_Фрагмент текста_

____________

Рождение советских сюжетов. Типология отечественной драмы 1920–х — начала 1930–х годов — страница 13 из 98

Даже когда их отправляют в ссылку, персонажи ранних драматических сочинений весело шутят.

В пьесе Шкваркина «Вредный элемент» герои попадают в облаву во время игры в казино и пытаются понять, что же с ними будет дальше (их высылают из Москвы как «социально-вредный элемент»).

«[Аферист] Столбик. В Нарымский край!.. Ведь там всякая география кончается!

[Нэпман] Наважин. Соловки… конечно, Россия страна неограниченных возможностей, но такого свинства я даже от нее не ожидал.

Крупье. <…> а что хуже, Нарым или Соловки?

Столбик. Я вас информирую… Что такое Нарым? — большая неприятность и перемена климата. Но если у вас есть средства, — Нарым — это золотое дно: вы поворачиваетесь лицом к деревне и скупаете меха; затем поворачиваетесь лицом к городу и отправляете меха в Москву.

Наважин. А Соловки?

Столбик. Соловки? Там не то что коммерсант, там даже солнце не делает никаких оборотов!»

____________

_Фрагмент набора данных_

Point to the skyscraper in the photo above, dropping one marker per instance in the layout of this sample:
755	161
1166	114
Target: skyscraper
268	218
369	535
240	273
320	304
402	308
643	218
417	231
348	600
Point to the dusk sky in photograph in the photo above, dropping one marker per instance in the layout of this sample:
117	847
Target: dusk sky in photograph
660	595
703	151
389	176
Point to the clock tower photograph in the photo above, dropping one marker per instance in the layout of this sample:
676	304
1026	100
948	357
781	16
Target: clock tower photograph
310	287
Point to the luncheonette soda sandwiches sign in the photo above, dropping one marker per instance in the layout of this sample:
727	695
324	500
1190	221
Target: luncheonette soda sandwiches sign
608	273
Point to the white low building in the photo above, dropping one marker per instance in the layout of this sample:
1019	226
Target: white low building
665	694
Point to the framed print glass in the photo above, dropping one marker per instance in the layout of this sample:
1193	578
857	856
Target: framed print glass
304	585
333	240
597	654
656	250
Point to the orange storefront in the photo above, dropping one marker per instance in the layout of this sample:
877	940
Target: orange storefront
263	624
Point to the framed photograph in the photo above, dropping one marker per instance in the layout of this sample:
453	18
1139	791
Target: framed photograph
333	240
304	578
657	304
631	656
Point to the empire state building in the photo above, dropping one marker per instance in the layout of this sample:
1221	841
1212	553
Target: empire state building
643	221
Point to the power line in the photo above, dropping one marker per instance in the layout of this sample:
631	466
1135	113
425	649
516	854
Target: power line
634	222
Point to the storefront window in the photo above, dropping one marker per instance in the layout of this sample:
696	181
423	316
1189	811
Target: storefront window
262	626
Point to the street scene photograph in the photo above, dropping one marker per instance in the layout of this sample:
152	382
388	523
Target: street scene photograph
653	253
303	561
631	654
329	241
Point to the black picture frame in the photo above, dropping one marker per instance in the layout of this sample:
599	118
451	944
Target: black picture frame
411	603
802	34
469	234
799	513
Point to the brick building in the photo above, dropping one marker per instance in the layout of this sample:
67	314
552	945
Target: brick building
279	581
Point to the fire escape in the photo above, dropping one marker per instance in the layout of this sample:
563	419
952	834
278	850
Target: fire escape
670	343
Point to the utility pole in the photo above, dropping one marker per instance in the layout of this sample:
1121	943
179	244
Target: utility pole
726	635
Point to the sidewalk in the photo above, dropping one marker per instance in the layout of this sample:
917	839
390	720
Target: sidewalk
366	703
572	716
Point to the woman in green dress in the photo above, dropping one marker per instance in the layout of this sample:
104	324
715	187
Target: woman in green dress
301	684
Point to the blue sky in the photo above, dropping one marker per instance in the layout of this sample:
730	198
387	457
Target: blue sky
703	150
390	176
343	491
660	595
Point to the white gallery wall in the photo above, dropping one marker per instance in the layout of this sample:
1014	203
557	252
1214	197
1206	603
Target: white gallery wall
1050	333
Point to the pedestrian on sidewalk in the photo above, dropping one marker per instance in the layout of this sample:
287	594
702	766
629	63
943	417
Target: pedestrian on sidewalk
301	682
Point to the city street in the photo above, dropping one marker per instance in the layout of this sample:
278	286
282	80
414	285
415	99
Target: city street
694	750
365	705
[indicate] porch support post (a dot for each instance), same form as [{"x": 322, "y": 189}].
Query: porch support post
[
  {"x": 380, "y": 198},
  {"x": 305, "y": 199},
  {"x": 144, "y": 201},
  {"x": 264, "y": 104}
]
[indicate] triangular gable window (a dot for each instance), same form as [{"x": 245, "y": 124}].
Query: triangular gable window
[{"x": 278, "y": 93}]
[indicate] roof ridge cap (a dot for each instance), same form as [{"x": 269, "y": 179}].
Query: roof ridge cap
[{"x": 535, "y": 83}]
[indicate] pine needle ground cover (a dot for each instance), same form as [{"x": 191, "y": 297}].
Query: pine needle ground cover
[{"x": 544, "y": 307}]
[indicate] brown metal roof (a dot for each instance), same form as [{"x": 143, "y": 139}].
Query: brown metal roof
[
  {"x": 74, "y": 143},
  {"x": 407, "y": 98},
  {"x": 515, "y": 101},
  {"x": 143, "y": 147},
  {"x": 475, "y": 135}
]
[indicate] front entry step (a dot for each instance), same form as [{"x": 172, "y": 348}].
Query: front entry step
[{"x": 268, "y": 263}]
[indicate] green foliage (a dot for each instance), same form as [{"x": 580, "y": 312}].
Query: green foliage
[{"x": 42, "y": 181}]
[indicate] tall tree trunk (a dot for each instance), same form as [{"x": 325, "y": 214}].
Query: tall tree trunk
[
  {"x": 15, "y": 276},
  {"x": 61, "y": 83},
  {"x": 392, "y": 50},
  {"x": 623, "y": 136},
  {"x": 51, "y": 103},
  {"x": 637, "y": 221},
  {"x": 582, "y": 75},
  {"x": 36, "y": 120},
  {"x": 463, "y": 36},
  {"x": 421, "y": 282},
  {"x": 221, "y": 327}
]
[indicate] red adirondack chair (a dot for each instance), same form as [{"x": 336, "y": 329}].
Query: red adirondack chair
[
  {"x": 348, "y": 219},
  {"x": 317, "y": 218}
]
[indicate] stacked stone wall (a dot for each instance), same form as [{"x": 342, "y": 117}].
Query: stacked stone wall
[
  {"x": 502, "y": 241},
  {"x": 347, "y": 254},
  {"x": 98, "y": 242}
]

____________

_Задание 1_
Можете повторить дословно часть фрагмента о ранней советской драме, которая начинается со слов «В пьесе Шкваркина» и заканчивается словами «меха в Москву.»?
_Задание 2_
Оформите как JSON-список строк те строки листинга, что начинаются со строки, содержащей «[indicate] stacked stone», и заканчиваются концом листинга. Каждая строка листинга должна стать отдельной строкой списка, а пустые строки нужно пропустить.

_Решение задания 1_
В пьесе Шкваркина «Вредный элемент» герои попадают в облаву во время игры в казино и пытаются понять, что же с ними будет дальше (их высылают из Москвы как «социально-вредный элемент»).

«[Аферист] Столбик. В Нарымский край!.. Ведь там всякая география кончается!

[Нэпман] Наважин. Соловки… конечно, Россия страна неограниченных возможностей, но такого свинства я даже от нее не ожидал.

Крупье. <…> а что хуже, Нарым или Соловки?

Столбик. Я вас информирую… Что такое Нарым? — большая неприятность и перемена климата. Но если у вас есть средства, — Нарым — это золотое дно: вы поворачиваетесь лицом к деревне и скупаете меха; затем поворачиваетесь лицом к городу и отправляете меха в Москву.

_Решение задания 2_
[
  "[indicate] stacked stone wall (a dot for each instance), same form as [{\"x\": 342, \"y\": 117}].",
  "Query: stacked stone wall",
  "[",
  "  {\"x\": 502, \"y\": 241},",
  "  {\"x\": 347, \"y\": 254},",
  "  {\"x\": 98, \"y\": 242}",
  "]"
]